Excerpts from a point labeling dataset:
###

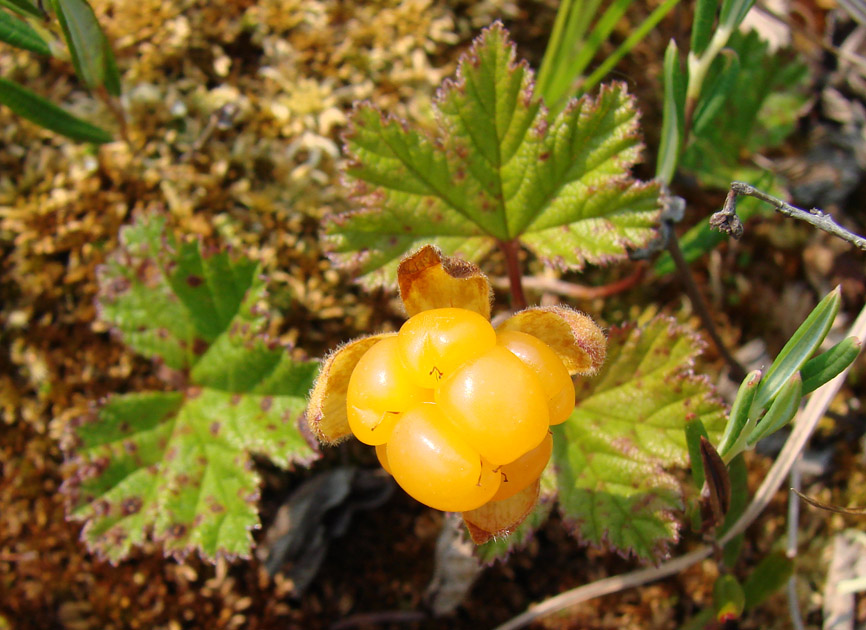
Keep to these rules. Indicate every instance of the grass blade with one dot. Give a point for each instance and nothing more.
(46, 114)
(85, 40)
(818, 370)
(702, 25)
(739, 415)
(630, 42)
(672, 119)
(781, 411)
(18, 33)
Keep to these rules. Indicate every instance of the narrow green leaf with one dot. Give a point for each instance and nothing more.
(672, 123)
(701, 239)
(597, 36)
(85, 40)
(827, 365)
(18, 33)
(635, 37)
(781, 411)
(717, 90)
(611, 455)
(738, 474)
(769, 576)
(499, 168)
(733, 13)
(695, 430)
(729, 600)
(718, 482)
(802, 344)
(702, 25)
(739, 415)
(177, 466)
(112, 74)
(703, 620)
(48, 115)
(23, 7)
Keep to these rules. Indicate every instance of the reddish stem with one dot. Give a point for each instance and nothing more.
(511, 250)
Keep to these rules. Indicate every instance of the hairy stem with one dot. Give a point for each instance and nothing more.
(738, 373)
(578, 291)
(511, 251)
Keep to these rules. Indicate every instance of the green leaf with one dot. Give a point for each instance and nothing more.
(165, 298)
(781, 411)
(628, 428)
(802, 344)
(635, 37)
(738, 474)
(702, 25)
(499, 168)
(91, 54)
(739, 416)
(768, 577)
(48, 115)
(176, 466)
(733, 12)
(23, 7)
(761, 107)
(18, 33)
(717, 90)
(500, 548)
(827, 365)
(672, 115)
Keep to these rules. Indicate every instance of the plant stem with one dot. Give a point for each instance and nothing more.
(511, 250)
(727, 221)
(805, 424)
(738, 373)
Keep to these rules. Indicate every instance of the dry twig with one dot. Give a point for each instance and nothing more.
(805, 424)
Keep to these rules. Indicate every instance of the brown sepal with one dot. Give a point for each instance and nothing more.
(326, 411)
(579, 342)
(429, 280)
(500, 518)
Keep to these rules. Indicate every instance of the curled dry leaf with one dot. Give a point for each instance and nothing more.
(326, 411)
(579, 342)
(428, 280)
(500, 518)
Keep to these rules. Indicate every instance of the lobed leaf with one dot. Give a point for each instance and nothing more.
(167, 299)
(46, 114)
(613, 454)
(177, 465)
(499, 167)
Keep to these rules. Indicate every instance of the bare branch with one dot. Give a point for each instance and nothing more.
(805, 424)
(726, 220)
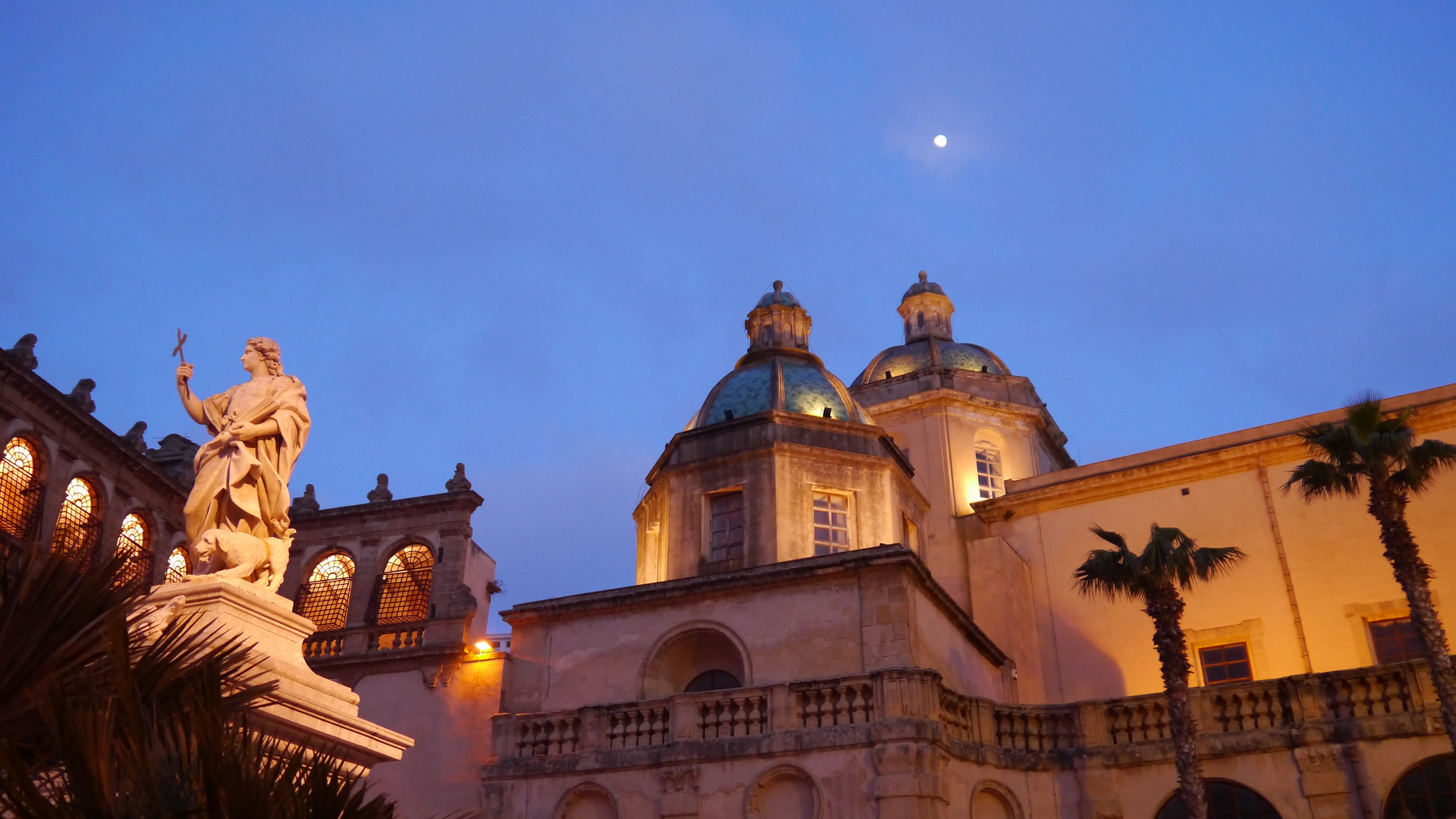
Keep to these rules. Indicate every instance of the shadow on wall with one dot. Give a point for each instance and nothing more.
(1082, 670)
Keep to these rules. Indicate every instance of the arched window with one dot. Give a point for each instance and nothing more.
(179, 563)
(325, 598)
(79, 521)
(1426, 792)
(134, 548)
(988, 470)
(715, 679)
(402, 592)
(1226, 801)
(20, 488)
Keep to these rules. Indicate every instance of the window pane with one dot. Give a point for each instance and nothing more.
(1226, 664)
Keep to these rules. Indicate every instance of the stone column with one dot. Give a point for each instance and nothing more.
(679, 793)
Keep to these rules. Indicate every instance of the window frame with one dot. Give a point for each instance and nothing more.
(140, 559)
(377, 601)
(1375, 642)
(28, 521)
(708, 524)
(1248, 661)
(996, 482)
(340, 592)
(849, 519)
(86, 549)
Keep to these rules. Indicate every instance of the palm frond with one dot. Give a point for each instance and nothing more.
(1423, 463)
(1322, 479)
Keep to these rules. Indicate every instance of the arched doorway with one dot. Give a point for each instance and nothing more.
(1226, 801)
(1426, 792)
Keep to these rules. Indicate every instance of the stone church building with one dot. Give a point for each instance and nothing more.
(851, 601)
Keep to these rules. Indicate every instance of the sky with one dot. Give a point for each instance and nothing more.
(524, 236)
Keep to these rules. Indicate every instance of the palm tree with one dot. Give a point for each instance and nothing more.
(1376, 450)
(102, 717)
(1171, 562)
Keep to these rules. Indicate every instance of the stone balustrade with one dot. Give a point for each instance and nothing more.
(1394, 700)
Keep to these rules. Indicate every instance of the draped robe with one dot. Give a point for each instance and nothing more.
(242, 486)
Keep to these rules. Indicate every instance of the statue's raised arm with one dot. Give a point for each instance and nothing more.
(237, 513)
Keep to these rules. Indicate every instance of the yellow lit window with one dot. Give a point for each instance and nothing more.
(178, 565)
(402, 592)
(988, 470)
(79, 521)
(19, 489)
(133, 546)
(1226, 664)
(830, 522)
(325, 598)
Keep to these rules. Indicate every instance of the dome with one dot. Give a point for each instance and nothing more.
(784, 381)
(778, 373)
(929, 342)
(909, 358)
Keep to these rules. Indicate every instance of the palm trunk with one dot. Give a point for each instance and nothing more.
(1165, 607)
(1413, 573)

###

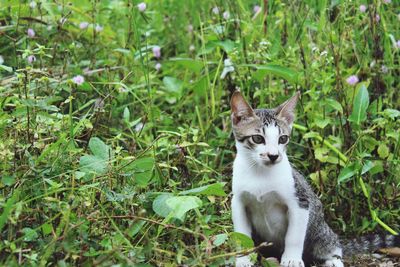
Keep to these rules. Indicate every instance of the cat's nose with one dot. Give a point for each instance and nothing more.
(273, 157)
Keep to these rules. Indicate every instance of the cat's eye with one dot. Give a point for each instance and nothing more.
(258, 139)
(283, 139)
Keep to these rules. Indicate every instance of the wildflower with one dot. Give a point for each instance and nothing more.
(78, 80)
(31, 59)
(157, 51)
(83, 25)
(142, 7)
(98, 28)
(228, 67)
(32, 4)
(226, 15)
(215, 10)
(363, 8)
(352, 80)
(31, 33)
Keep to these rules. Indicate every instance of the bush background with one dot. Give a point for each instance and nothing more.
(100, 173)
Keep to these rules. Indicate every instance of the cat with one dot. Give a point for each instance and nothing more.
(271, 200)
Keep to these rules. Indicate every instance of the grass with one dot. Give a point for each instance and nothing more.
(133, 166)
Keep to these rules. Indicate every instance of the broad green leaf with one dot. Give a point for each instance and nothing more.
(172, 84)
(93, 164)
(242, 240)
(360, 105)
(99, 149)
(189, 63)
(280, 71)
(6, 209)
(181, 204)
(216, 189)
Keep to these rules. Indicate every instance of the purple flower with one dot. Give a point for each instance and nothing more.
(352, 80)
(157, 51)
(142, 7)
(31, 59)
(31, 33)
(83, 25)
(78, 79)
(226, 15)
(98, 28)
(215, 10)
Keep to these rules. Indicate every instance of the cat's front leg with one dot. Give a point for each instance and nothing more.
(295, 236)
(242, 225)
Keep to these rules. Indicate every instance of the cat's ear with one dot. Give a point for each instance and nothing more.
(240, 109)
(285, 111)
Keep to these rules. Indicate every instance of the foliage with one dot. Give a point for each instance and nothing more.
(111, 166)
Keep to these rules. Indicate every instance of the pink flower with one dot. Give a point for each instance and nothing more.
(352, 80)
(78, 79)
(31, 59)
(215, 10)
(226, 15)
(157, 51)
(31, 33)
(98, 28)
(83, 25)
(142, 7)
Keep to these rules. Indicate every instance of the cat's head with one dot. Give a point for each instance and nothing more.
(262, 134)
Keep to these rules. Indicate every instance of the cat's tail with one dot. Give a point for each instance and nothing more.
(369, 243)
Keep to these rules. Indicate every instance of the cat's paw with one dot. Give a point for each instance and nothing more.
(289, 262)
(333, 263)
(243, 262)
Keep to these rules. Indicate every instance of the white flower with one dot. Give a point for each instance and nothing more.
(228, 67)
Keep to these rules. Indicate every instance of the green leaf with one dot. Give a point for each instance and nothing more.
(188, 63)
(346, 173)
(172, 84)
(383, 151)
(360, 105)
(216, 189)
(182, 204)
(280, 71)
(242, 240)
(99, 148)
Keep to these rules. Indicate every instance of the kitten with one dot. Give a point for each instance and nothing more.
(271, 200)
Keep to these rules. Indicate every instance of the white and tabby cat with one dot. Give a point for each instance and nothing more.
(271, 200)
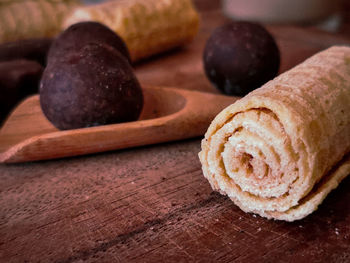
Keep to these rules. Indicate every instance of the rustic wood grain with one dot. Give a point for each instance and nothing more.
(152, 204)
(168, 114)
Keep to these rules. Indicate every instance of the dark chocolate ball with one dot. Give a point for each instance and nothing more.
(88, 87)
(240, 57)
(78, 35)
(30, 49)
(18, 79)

###

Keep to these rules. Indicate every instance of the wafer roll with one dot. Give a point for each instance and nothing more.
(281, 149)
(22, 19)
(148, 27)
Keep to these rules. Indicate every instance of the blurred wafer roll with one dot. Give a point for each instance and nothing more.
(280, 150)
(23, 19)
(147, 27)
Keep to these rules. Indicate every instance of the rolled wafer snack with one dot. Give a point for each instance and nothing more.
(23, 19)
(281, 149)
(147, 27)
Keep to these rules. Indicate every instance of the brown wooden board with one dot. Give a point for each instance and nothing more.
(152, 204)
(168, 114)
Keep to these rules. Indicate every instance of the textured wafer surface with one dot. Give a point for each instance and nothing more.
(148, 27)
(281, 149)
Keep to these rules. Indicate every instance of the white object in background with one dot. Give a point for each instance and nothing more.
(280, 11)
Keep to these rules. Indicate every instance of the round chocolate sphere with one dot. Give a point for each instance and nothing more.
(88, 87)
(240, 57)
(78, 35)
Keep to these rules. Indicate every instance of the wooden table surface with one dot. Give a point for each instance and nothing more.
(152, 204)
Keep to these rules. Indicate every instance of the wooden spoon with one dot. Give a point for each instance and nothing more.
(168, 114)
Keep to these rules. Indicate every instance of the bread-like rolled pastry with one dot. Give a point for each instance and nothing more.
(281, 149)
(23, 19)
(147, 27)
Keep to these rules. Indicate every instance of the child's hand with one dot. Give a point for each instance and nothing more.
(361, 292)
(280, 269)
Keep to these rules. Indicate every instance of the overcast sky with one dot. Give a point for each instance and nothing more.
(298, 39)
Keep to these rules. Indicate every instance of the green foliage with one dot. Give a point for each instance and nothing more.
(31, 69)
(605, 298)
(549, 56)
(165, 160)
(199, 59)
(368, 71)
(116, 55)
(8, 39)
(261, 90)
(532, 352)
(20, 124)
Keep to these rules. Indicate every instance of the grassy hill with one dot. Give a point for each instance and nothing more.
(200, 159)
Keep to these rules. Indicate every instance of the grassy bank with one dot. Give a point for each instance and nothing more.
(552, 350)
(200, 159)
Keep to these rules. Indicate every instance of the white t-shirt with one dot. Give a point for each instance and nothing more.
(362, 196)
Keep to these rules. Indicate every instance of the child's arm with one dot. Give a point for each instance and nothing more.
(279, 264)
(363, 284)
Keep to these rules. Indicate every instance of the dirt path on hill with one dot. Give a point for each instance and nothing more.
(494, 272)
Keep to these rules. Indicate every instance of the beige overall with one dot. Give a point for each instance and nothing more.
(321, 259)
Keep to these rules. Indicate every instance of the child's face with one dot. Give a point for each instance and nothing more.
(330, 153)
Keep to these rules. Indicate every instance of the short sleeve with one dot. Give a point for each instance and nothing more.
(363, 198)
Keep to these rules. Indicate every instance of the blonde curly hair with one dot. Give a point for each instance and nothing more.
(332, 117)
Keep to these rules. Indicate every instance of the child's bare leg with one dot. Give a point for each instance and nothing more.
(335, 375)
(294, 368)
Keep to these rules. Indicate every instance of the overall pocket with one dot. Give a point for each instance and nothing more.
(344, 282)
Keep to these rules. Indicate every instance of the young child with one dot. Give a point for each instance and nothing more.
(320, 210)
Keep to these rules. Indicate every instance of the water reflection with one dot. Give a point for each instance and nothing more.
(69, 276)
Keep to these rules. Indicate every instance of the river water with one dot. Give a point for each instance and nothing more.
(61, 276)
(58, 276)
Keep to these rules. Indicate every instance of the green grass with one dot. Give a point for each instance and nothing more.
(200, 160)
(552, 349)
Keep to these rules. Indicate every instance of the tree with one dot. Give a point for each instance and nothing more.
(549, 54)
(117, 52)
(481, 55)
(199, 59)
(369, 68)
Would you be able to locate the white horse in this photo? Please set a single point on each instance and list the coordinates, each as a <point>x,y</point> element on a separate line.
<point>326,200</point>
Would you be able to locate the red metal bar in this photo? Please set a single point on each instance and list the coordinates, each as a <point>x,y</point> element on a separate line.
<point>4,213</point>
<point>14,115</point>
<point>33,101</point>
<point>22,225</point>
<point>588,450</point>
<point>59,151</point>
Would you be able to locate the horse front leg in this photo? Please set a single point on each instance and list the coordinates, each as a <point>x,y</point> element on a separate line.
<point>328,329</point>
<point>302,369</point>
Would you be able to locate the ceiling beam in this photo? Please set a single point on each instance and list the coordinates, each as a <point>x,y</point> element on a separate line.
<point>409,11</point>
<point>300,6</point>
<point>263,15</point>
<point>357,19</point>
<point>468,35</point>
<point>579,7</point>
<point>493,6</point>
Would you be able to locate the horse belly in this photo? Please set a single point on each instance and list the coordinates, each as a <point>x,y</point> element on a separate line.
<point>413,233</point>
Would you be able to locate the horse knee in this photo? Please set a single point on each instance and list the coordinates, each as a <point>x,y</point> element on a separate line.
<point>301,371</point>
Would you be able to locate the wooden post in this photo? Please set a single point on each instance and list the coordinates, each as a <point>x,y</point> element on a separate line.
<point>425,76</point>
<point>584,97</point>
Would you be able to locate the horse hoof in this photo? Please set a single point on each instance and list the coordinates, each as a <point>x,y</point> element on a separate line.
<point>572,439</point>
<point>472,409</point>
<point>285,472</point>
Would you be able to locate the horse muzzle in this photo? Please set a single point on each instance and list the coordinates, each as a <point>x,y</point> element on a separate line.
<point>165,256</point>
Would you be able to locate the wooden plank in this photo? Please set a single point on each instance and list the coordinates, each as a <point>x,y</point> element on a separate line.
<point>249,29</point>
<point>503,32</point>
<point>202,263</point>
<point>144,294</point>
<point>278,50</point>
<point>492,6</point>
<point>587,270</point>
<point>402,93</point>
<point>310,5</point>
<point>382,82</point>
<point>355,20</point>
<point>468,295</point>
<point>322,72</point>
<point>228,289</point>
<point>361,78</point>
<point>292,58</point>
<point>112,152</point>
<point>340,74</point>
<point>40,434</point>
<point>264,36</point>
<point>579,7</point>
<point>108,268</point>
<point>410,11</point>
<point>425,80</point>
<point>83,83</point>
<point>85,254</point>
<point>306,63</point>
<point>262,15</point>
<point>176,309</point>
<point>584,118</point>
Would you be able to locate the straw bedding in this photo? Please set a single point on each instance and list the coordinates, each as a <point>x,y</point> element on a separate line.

###

● **Problem details**: Return every line of the material above that contains the word "brown", matching case exactly.

● **Solved problem**:
Keep to these rules. Indicate every instance of the brown sepal with one dot. Give a point for each instance and nothing more.
Keep to these rules. Indicate every instance of the brown wooden board with one dot. Give a point for each instance and nothing more.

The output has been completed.